I read recently that during the 1918 Spanish Flu pandemic and subsequent quarantine Ernest Hemingway was quarantined with his wife, their son… and his mistress. Six weeks into our own quarantine, that story made me wonder. How on earth could anyone get through this if they were isolated with a person they were angry with or hurt by or just fed up with? Crosby, Stills and Nash’s iconic song “Love the One You’re With” encourages the listener not to pine for a loved one who is not with them but to love the one who is there. But what if you don’t? How do you get through the days?
Don’t get me wrong. I am fortunate to be in quarantine with someone who is the one I love to be with but there are times when we both wish for the old days and ways of life. And of course, for those who are alone during this time, staying positive and upbeat can be especially challenging. The news is dire. It’s scary to go for groceries or necessities. God forbid you would need medical care that’s not virus related (and God forbid if you do!) The very thing that shelters you can also be the one that feels like a prison. And that is where the wine comes in.
We all need to have ways to keep ourselves engaged right now. I am lucky to still have my job and I try to keep a schedule of sorts but the days roll into each other. And by the early evening, I am ready for my glass of wine. It’s then that I tend to slow down the mind games and take in what’s around me. Spring is definitely here so the weather is beckoning, at least to sit out on the deck. But this year in our rock garden of pebbles and paving stones, flowers are blooming from between the rocks. It must have been the pansies in the pots last summer who shed their seeds and now we have beautiful purple and white blooms pushing through. I enjoy that sight with a magical ruby red glass of Tempranillo from Spain.
One day last week (or was it the week before?) my daughter texted me that people in her neighborhood and in other cities were placing teddy bears in their windows so that when cooped up parents and their children went for walks they could have a scavenger hunt of teddy bears. She asked that I take the bear in her room and place it in the window. Each time I see that earnest little bear staring out at the world, I imagine a child seeing her and having his or her own spirits raised. That is definitely a Merlot moment.

Natural language region descriptions

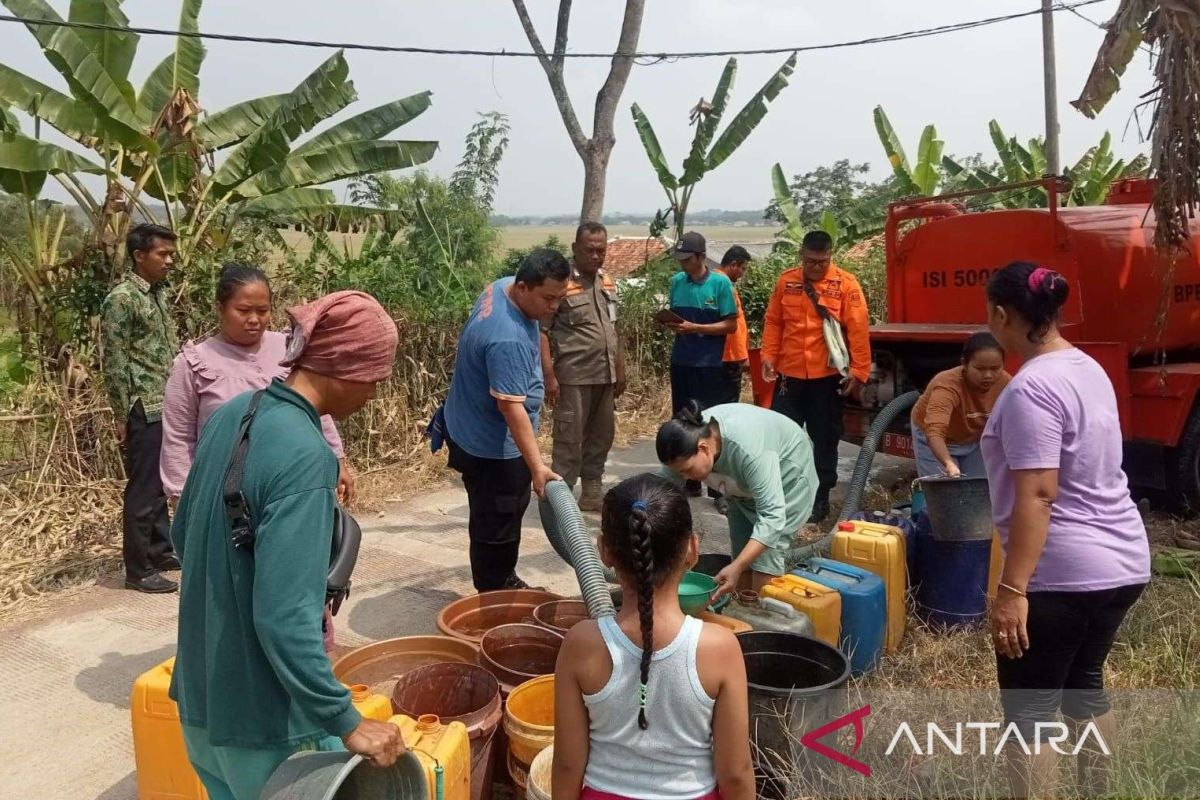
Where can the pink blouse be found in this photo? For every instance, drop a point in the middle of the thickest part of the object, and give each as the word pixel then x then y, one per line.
pixel 204 376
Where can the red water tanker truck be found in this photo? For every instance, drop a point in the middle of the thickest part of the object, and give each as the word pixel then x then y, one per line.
pixel 1135 313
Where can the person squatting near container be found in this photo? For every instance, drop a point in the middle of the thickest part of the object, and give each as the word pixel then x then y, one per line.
pixel 762 463
pixel 949 417
pixel 810 383
pixel 490 417
pixel 703 300
pixel 737 344
pixel 651 703
pixel 583 367
pixel 251 678
pixel 1075 549
pixel 139 342
pixel 244 355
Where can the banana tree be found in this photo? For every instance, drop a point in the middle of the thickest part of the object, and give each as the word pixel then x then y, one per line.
pixel 707 155
pixel 154 143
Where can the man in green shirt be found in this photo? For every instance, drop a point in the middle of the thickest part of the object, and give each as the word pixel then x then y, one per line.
pixel 251 678
pixel 139 344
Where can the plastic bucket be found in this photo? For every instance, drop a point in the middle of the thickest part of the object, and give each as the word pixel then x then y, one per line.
pixel 538 786
pixel 456 692
pixel 797 684
pixel 379 663
pixel 959 509
pixel 519 653
pixel 472 617
pixel 561 615
pixel 529 720
pixel 346 776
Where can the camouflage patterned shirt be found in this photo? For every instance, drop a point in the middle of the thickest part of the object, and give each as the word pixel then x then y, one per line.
pixel 139 343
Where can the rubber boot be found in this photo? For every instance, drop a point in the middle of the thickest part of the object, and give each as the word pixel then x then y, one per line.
pixel 592 495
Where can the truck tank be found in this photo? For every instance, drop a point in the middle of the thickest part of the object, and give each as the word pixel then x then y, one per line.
pixel 939 271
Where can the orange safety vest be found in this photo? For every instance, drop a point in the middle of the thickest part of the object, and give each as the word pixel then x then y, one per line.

* What this exercise asks
[1] According to the essay about quarantine and wine, who was Ernest Hemingway quarantined with during the 1918 Spanish Flu pandemic? List them all.
[2] In the essay about quarantine and wine, what wine does the writer drink while enjoying the flowers blooming between the rocks?
[3] Write the next part of the essay about quarantine and wine, starting after its last sentence.

* Answers by task
[1] His wife, their son, and his mistress

[2] A ruby red glass of Tempranillo from Spain.

[3]
I am adamant these days that we sit outside and watch the sunset. Breathe the air, clear our minds, heal ourselves. Definitely the time for a glass of robust Malbec. I so appreciate my local store bringing me the wines of the world to bring variety to the days and the taste of the exotic. There is so much uncertainty right now. New questions every day. Life has taken on different tones. Which goes back to loving the one you’re with. The double-edged sword in this time of isolation is that for better or for worse you really get to know the person you live with. The red wine I love from France called Revelation couldn’t be more appropriate. John Lennon once told us that whatever gets us through the night is okay so I feel everyone needs to do what is best for them. This is a new way of living. I wonder what the days ahead will look like while recalling the expression that the reason a rear view mirror is small is that we should be looking forward through the windshield instead. But I can’t help think. How will we greet each other in our brave new world? Will hugs be a thing again? Human contact has kept the species alive and thriving. Nature is conducting a massive purging right now but then what? I must believe we will be better even as I know it will never be the same.
Sometimes in the hazy glow of too much wine, I wonder at the irony that during this horrible, awful time we finally realize we are all the same. We are all beautiful, powerful, fragile creatures facing a common enemy. However challenging my quarantine may be there are doctors, nurses, food handlers, firefighters, EMT’s all on the front lines, putting themselves in danger so I can drink wine in my own home. But that is my job right now. My responsibility. To stay home, shelter in place, social distance, wear a mask and gloves out so I can protect myself, my loved ones, my community. We have to all do this if we are going to defeat this demon.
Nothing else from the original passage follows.